= Daftar Pertanyaan =
a – Jawab pertanyaan berikut berdasarkan teks berita tentang identifikasi korban bencana:
(i) Di mana seminar tempat dr Fitri Ambar Sari berbicara diadakan?
(ii) Selain kondisi korban, faktor apa lagi yang membuat metode visual tidak bisa digunakan?
(iii) Menurut dr Mohammad Ardhian Syaifuddin, mengapa identifikasi visual sangat tidak disarankan?
b – Teruskan teks berita tentang identifikasi korban bencana, mulai dari setelah kalimat terakhirnya.

REPUBLIKA.CO.ID, JAKARTA -- Dokter forensik dari RSUPN Cipto Mangunkusumo mengatakan, identifikasi secara visual kepada korban bencana massal seperti bencana alam atau kecelakaan transportasi sangat tidak disarankan. Hal ini karena identifikasi jenis tersebut tidak akurat dan dapat terjadi kesalahan identifikasi.
"Identifikasi secara visual sangat tidak dianjurkan karena penampakan korban tidak ideal mungkin sudah rusak, terbakar atau membusuk," kata dr Fitri Ambar Sari SpFM MPH dalam seminar tentang Tragedi dan Penatalaksanaannya dari Sudut Pandang Ilmu Forensik di Fakultas Kedokteran Universitas Indonesia di Salemba Jakarta, Kamis (29/11).
Karena kondisi korban yang tidak ideal, maka keakuratannya tidak dapat dipercaya disebabkan seiring waktu jenazah korban akan mengalami perubahan. Selain itu, faktor emosional keluarga korban menyebabkan metode visual tersebut tidak bisa digunakan.
Hal senada disampaikan staf medis Departemen Ilmu Kedokteran Forensik dan Medikolegal FK UI/RSCM dr Mohammad Ardhian Syaifuddin. Identifikasi visual sangat tidak disarankan karena jenazah korban bisa saja jenazah orang lain.

= Data yang Diberikan =

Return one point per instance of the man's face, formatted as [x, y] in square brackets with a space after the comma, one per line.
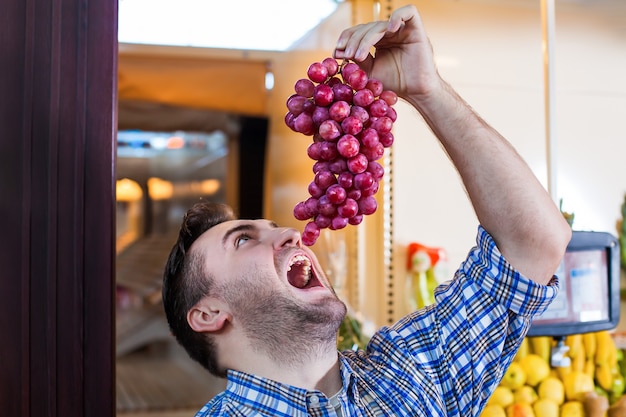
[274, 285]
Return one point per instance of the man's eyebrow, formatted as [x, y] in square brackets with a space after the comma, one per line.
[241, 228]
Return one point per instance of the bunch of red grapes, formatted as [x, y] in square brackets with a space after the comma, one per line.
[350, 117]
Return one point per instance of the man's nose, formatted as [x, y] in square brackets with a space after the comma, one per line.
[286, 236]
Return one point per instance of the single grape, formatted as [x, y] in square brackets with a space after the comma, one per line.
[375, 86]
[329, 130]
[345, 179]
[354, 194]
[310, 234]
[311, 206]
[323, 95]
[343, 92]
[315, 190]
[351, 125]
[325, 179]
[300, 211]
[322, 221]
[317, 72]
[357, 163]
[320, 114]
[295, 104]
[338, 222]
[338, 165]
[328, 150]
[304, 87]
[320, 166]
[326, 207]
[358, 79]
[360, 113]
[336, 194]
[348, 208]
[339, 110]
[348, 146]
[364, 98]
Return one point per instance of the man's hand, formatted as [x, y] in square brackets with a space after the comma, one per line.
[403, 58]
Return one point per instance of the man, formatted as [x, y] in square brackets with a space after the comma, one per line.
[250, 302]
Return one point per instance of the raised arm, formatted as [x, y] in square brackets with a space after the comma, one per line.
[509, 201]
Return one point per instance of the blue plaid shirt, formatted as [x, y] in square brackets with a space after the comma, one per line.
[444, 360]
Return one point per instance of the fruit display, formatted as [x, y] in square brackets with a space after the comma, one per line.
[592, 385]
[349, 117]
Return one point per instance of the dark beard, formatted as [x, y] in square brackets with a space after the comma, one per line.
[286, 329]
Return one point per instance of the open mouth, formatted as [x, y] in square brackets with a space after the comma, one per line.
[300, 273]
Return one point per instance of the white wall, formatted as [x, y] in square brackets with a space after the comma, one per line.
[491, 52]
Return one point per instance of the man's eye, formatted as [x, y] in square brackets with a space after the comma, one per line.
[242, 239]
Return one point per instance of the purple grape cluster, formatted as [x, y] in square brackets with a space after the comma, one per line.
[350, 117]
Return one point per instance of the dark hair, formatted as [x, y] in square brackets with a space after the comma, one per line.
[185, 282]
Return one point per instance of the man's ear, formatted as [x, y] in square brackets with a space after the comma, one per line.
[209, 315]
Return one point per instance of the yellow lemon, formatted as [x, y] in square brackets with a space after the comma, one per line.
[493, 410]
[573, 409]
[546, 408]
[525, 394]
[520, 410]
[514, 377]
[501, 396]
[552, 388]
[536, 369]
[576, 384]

--

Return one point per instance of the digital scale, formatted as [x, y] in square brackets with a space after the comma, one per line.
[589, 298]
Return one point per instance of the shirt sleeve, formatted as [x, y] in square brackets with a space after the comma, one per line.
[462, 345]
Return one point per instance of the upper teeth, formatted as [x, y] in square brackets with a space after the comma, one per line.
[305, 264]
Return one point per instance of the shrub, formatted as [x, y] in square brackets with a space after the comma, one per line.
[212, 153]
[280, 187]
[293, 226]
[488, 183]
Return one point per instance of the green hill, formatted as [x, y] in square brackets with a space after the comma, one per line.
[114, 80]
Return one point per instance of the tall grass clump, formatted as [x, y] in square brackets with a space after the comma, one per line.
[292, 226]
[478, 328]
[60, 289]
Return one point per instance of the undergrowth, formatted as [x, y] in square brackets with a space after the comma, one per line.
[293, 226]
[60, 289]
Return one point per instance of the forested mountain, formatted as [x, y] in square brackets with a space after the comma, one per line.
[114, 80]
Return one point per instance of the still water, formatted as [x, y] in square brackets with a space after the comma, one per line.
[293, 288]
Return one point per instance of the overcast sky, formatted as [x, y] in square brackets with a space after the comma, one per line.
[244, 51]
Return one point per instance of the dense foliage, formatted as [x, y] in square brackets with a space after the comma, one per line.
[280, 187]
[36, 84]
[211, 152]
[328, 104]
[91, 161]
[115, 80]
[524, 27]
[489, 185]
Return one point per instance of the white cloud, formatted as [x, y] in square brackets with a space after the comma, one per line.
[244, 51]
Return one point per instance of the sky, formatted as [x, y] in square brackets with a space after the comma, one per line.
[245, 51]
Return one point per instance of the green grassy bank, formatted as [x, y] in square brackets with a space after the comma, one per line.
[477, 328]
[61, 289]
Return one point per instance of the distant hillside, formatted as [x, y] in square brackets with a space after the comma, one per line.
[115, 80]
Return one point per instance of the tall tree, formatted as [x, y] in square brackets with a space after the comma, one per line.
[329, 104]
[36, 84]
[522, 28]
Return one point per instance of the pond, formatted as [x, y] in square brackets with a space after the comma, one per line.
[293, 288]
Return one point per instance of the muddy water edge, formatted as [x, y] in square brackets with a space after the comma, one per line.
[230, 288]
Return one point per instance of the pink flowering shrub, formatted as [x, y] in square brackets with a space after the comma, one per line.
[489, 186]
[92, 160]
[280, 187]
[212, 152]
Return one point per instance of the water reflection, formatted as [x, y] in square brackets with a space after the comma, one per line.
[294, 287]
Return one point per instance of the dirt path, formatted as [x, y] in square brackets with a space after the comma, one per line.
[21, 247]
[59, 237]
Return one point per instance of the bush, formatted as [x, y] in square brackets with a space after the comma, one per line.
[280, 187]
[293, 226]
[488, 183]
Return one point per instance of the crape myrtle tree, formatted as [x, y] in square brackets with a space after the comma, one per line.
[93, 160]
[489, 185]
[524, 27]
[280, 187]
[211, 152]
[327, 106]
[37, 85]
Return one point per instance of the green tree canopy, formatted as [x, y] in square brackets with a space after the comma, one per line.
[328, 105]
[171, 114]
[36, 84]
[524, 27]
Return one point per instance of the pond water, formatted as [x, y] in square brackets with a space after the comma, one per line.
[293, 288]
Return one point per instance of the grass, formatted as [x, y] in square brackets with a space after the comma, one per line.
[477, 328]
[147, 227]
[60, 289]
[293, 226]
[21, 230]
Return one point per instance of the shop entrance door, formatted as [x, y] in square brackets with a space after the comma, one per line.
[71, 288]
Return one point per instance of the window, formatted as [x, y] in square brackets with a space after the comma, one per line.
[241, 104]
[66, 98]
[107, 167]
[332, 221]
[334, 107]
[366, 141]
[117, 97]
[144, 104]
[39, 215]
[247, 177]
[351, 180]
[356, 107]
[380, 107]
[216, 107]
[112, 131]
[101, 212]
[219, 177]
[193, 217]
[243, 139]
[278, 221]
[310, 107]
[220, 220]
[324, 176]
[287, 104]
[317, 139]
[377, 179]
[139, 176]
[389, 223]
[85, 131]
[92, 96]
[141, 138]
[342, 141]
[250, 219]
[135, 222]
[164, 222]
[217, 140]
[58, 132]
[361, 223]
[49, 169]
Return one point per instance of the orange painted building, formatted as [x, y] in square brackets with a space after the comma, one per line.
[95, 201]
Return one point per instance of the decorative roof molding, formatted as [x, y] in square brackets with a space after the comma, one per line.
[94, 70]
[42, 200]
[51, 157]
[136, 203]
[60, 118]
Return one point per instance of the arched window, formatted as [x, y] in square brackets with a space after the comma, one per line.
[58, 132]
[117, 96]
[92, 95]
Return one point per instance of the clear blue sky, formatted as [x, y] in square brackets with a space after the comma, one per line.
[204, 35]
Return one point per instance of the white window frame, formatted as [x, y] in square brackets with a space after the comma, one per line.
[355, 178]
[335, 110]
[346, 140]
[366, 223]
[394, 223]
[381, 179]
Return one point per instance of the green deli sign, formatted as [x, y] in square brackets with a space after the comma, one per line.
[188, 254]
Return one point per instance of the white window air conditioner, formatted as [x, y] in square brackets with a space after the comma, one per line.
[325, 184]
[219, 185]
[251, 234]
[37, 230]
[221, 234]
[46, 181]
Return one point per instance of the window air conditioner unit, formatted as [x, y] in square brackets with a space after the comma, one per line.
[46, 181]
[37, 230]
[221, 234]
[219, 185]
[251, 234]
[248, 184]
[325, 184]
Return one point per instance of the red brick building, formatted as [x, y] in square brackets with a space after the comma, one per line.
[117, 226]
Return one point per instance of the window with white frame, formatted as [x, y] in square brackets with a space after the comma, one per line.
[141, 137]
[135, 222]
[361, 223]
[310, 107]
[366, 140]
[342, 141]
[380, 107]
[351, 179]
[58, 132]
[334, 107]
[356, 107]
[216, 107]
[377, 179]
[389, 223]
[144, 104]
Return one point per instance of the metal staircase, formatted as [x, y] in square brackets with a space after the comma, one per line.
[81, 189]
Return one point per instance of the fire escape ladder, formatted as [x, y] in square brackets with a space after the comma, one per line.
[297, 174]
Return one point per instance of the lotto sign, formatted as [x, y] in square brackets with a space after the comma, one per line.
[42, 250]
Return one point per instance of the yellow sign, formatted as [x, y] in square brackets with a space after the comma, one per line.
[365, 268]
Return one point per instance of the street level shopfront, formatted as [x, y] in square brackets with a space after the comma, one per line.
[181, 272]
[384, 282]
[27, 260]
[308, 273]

= Jawaban per Tugas =
a –
(i) Di Fakultas Kedokteran Universitas Indonesia di Salemba, Jakarta.
(ii) Faktor emosional keluarga korban.
(iii) Karena jenazah korban bisa saja jenazah orang lain.

b –
"Ketika jenazah dibawa pulang dan dikubur ternyata kemudian ditemukan jenazah anggota keluarga, nanti akan jadi masalah. Prinsip kita lebih baik tidak teridentifikasi dari pada salah mengidentifikasi dan ini sudah berlaku di seluruh dunia," kata spesialis ilmu forensik tersebut.
Dia mengatakan, perubahan kondisi jenazah bisa disebabkan oleh iklim lembab dan panas di Indonesia. Akibatnya, sehari saja di luar ruangan pendingin, jenazah akan mengalami pembusukan.
Menentukan identitas seseorang dalam suatu kasus bencana massal merupakan tantangan tersendiri bagi dokter spesialis forensik karena akan berimplikasi hukum misalnya terkait asuransi dan klaim dari ahli waris. Maka prinsip keakuratan sangat penting dalam proses identifikasi korban bencana massal.
Sehingga data yang dianggap paling akurat adalah data primer seperti rekam gigi, sidik jari dan DNA yang sangat memudahkan proses identifikasi korban.